━━ Texte à examiner ━━

Pro-bio se lance dans une culture rarissime

SAINT-LÉONARD-D’ASTON. Une production rarissime au Québec est en cours d’expérimentation à grande échelle dans un champ de Saint-Léonard-d’Aston. L’entreprise agricole biologique Pro-bio s’est lancée dans la culture de la patate douce biologique.

Vers la mi-juin, pas moins de 87 000 boutures de ce tubercule ont été plantées. «On fait six acres de patates douces cette année, indique Samuel Richard, copropriétaire de l’entreprise avec son frère Gabriel. C’est vraiment un gros défi, car à la base, la patate douce est une plante tropicale. Ce n’est vraiment pas adapté à notre climat, surtout pour une production à grande échelle.»

Pour être en mesure d’obtenir une récolte, les producteurs doivent réussir, par divers moyens, à recréer un climat plus chaud, explique M. Richard. «C’est plus facile à petite échelle parce qu’on peut utiliser différents équipements, comme des bâches flottantes ou de la culture sous tunnel. À grande échelle, ce n’est pas toujours possible. La stratégie qu’on a choisie a été d’utiliser le paillis de plastique pour réchauffer le sol rapidement au printemps, et de démarrer le champ avec des boutures importées des États-Unis.»

━━━
━━ Données fournies ━━

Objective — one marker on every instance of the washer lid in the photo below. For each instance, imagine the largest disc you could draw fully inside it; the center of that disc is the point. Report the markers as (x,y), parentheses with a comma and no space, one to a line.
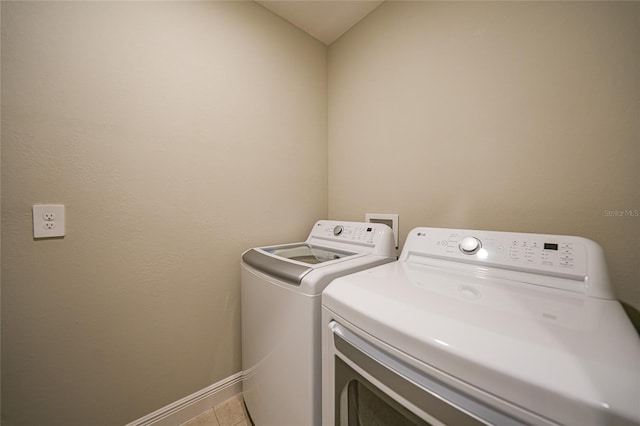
(292,262)
(566,356)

━━━

[Consigne]
D'après l'article sur la culture de la patate douce, combien de boutures ont été plantées vers la mi-juin ? Les données constituent un matériau distinct du texte.

[Zone de réponse]
Pas moins de 87 000 boutures ont été plantées.